┌──

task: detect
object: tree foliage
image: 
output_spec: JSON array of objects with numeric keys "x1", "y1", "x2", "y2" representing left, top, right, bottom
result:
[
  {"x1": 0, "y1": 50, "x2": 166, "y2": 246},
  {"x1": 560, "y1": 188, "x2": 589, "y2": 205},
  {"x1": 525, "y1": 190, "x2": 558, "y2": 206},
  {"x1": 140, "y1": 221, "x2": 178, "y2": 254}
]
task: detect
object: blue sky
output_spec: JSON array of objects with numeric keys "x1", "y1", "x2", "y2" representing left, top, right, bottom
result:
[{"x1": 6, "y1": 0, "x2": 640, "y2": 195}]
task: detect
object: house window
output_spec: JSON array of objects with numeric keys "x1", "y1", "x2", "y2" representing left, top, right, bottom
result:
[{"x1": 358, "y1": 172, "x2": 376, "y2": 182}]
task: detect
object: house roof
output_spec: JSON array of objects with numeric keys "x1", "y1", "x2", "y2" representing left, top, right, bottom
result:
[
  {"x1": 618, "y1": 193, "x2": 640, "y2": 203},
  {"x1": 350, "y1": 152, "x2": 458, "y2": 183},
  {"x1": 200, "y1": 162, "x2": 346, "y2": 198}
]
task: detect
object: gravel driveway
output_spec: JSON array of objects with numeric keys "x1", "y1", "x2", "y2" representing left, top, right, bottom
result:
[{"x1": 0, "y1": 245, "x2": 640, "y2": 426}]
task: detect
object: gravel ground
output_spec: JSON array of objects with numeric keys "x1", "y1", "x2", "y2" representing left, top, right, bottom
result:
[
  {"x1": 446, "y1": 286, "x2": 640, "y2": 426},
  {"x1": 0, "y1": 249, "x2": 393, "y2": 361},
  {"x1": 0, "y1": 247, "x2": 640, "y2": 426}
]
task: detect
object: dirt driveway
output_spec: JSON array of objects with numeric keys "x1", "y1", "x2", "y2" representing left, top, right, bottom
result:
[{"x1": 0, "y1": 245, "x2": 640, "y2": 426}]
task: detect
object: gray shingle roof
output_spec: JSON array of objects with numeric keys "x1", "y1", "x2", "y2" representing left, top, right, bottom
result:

└──

### Task objective
Repeat the data precisely, reproducing every entry.

### The completed task
task: detect
object: tree foliage
image: 
output_spec: JSON array of objects with numeric keys "x1", "y1", "x2", "y2" representing left, top, right, bottom
result:
[
  {"x1": 0, "y1": 50, "x2": 166, "y2": 246},
  {"x1": 560, "y1": 188, "x2": 589, "y2": 205},
  {"x1": 525, "y1": 190, "x2": 558, "y2": 206},
  {"x1": 140, "y1": 221, "x2": 178, "y2": 254}
]
task: detect
object: blue sky
output_spec: JSON array of objects with numeric keys "x1", "y1", "x2", "y2" representing left, top, right, bottom
result:
[{"x1": 6, "y1": 0, "x2": 640, "y2": 195}]
task: detect
object: house window
output_spec: JSON array of objects with numeric keys "x1", "y1", "x2", "y2" representing left, top, right, bottom
result:
[{"x1": 358, "y1": 172, "x2": 376, "y2": 182}]
task: detect
object: house roof
output_spec: JSON array of objects with numeric keys "x1", "y1", "x2", "y2" representing left, top, right, bottom
result:
[
  {"x1": 618, "y1": 193, "x2": 640, "y2": 203},
  {"x1": 350, "y1": 152, "x2": 458, "y2": 183},
  {"x1": 200, "y1": 162, "x2": 346, "y2": 198}
]
task: detect
object: gravel driveway
output_spec: JSON array of objects with numeric keys "x1", "y1", "x2", "y2" representing left, top, right, bottom
result:
[{"x1": 0, "y1": 245, "x2": 640, "y2": 426}]
task: detect
object: gravel ground
output_spec: JSON array of objects with numeric keys "x1", "y1", "x2", "y2" representing left, top, right, bottom
result:
[
  {"x1": 446, "y1": 286, "x2": 640, "y2": 426},
  {"x1": 0, "y1": 249, "x2": 393, "y2": 361},
  {"x1": 0, "y1": 247, "x2": 640, "y2": 426}
]
task: detect
object: dirt driveway
output_spec: JSON array of objects with numeric keys "x1", "y1", "x2", "y2" representing left, top, right, bottom
result:
[{"x1": 0, "y1": 245, "x2": 640, "y2": 426}]
task: detect
object: gray shingle roof
output_spec: JSON array of objects with numeric keys "x1", "y1", "x2", "y2" representing left, top, right, bottom
result:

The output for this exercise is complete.